• [What is needed]
Please print each of the following entries again, line for line, without changing anything.

• [Data in this exercise]
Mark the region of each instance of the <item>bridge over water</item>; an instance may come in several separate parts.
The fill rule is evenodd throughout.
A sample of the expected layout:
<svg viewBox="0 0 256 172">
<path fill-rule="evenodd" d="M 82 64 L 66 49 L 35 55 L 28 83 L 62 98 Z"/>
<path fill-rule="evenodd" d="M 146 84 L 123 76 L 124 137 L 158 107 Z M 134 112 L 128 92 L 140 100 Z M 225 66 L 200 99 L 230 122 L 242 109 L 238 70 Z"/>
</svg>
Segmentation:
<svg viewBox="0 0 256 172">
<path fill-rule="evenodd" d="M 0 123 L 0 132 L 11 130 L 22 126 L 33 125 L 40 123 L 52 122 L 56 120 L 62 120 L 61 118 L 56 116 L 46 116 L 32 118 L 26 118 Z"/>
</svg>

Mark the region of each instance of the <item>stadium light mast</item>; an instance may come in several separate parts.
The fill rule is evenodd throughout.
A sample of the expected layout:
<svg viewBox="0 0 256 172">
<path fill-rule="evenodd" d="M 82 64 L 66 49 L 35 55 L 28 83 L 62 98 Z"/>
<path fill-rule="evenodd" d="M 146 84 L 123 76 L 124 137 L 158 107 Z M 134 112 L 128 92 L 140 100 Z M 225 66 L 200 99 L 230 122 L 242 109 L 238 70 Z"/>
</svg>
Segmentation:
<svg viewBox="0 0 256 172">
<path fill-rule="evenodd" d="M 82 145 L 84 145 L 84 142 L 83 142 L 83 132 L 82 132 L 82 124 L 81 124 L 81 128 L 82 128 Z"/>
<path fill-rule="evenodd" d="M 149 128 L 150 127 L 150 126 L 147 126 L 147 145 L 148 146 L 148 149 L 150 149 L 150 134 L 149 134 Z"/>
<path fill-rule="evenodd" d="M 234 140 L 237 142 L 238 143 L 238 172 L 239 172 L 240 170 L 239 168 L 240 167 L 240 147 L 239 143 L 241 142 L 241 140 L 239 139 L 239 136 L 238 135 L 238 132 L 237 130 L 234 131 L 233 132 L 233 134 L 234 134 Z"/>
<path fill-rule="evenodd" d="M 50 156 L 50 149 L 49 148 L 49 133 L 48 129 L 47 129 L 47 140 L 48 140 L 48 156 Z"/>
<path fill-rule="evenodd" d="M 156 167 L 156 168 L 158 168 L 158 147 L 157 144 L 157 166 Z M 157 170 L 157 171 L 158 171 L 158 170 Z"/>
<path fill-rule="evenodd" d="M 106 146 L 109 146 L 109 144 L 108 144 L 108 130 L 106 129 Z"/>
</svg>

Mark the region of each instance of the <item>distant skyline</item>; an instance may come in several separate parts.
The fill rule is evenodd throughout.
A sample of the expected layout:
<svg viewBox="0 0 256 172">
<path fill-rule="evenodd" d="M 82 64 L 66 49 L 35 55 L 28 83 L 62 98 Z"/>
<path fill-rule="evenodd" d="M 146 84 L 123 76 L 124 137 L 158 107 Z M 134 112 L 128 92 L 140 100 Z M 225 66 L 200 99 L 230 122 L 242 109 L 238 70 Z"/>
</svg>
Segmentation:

• [Correct response]
Mark the region of each instance of the <item>bridge over water</item>; an instance may come in several separate parts.
The fill rule is evenodd throughout.
A sample of the expected layout:
<svg viewBox="0 0 256 172">
<path fill-rule="evenodd" d="M 82 64 L 66 49 L 35 55 L 28 83 L 62 98 Z"/>
<path fill-rule="evenodd" d="M 146 84 L 123 76 L 124 137 L 158 107 Z M 134 112 L 128 92 L 140 100 Z M 225 66 L 200 99 L 230 122 L 242 109 L 238 70 Z"/>
</svg>
Segmentation:
<svg viewBox="0 0 256 172">
<path fill-rule="evenodd" d="M 0 123 L 0 132 L 11 130 L 22 126 L 33 125 L 40 123 L 52 122 L 56 120 L 62 120 L 61 118 L 56 116 L 46 116 L 32 118 L 26 118 Z"/>
</svg>

Mark the region of each instance of the <item>stadium light mast</item>; an instance may come in several separate parts.
The fill rule is evenodd throughout.
A sample of the expected layout:
<svg viewBox="0 0 256 172">
<path fill-rule="evenodd" d="M 82 64 L 66 49 L 35 55 L 28 83 L 62 98 Z"/>
<path fill-rule="evenodd" d="M 146 84 L 123 76 L 124 137 L 158 107 Z M 134 112 L 128 92 L 140 100 Z M 225 66 L 200 99 L 230 122 L 242 109 L 238 70 Z"/>
</svg>
Segmentation:
<svg viewBox="0 0 256 172">
<path fill-rule="evenodd" d="M 82 145 L 84 145 L 84 142 L 83 142 L 83 132 L 82 132 L 82 124 L 81 124 L 81 128 L 82 128 Z"/>
<path fill-rule="evenodd" d="M 149 128 L 150 127 L 150 126 L 147 126 L 147 145 L 148 146 L 148 149 L 150 149 L 150 134 L 149 134 Z"/>
<path fill-rule="evenodd" d="M 234 140 L 237 142 L 238 143 L 238 172 L 239 172 L 240 170 L 239 168 L 240 167 L 240 147 L 239 143 L 241 142 L 241 140 L 239 139 L 239 136 L 238 135 L 238 132 L 237 130 L 234 131 L 233 132 L 233 134 L 234 134 Z"/>
<path fill-rule="evenodd" d="M 50 156 L 50 149 L 49 148 L 49 133 L 48 129 L 47 129 L 47 140 L 48 140 L 48 156 Z"/>
<path fill-rule="evenodd" d="M 156 167 L 156 168 L 158 168 L 158 147 L 157 144 L 157 166 Z M 157 170 L 157 171 L 158 171 L 158 170 Z"/>
<path fill-rule="evenodd" d="M 106 146 L 109 146 L 109 144 L 108 144 L 108 130 L 106 129 Z"/>
</svg>

Mark the region of each instance of the <item>distant skyline</item>; an instance may come in several separate parts.
The fill rule is evenodd throughout.
A sample of the expected layout:
<svg viewBox="0 0 256 172">
<path fill-rule="evenodd" d="M 82 64 L 66 49 L 35 55 L 28 83 L 62 98 Z"/>
<path fill-rule="evenodd" d="M 146 84 L 123 76 L 124 137 L 158 107 Z M 134 112 L 128 92 L 140 100 Z M 225 66 L 200 99 L 230 122 L 242 109 L 238 70 Z"/>
</svg>
Segmentation:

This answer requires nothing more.